How to complete this task -
Every single entry must be reproduced precisely.

[Recorded data Boundary: Start]

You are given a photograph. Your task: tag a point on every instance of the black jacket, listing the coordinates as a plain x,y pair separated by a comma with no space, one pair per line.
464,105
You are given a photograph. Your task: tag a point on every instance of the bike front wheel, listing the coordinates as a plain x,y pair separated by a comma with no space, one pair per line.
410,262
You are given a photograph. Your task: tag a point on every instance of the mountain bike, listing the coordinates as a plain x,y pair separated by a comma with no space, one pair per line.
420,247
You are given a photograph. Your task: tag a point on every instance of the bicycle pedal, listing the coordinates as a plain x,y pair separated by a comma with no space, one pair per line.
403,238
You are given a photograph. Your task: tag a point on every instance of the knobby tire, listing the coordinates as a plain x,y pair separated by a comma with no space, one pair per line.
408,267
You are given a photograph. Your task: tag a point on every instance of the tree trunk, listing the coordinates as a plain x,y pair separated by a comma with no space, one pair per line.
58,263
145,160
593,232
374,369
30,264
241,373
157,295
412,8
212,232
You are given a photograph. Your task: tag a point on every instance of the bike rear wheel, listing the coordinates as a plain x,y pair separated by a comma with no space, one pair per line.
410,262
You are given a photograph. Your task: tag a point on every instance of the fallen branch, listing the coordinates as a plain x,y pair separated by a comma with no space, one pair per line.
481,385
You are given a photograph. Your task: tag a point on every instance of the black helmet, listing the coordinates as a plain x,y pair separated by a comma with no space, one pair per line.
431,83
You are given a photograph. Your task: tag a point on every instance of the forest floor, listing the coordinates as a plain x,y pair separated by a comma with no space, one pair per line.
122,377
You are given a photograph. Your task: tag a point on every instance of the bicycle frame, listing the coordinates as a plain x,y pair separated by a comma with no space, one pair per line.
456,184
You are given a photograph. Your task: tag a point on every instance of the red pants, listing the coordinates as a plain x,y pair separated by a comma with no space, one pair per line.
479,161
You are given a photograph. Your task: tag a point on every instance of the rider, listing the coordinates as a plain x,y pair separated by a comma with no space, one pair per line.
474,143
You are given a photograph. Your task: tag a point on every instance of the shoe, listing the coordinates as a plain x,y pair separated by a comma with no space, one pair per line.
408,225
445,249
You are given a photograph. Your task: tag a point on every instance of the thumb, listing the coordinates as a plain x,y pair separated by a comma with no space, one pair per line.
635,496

[Recorded data Boundary: End]

Finished task -
You are given a photograph. Your task: tag a point on every instance of the black jacket, listing the coordinates as a plain x,y pair separated by a comma with no space, one pair per line.
464,105
You are given a photograph. Your task: tag a point on every instance of the bike front wheel, listing the coordinates as a plain x,y pair separated by a comma with no space, one pair per line.
410,262
You are given a photograph. Your task: tag a point on every instance of the mountain bike, listing the coordinates as a plain x,y pair separated by a comma with no space, one pair per line.
420,247
You are given a photograph. Your task: tag a point on every instance of the bicycle pedal, listing the coordinates as a plain x,y pair separated by a comma with no space, one pair per line.
403,238
You are given a photograph. Your task: tag a point on every instance of the knobby tire, listing the coordinates as a plain x,y pair separated by a comma with no space, one pair per line.
408,267
You are given a photograph. Your task: tag a point on every instance of the tree trunk, listing the coordinates as a plain x,y pair separated by a comma with no space, one pair per line.
58,263
145,160
593,232
374,369
30,264
241,373
157,295
412,8
212,232
You are given a photograph. Your task: tag a point on every instance of the bike rear wheel, listing the coordinates as a plain x,y pair separated by a comma with no space, one pair per line.
410,262
You are given a photograph. Your task: tag a point on every instance of the fallen branch, listing the coordinates as a plain x,y pair separated by a comma with no space, one pair per line.
481,385
You are given a photograph. Your task: tag a point on every instance of the black helmet, listing the coordinates as a plain x,y pair separated by a comma with no space, one pair per line.
431,83
You are given a photograph. Your task: tag a point on every instance of the forest floor, listing the coordinates as a plain x,y pair separated by a comma with no space, one pair per line.
122,377
You are given a photograph. Your task: tag a point on every instance of the bicycle frame, listing the coordinates as a plain x,y pair separated by a comma with no space, one pair per line.
456,184
You are given a photograph. Your task: tag a point on every instance of the red pants, listing the coordinates as a plain x,y pair separated by a comma with no space, one pair per line.
479,161
You are given a photograph. Your task: tag a point on every instance of the rider, listing the coordinates as a plain x,y pair separated by a comma with no space, one pair per line.
474,143
You are given a photograph. Your task: tag a point on every instance of the shoe, listing the coordinates as a plain x,y pair separated by a comma with no space, one pair per line.
408,225
445,249
You are given a photograph. Your task: tag a point on every instance of the thumb, listing the coordinates as a plain x,y pair separated by a comma with no space, one pair per line.
635,496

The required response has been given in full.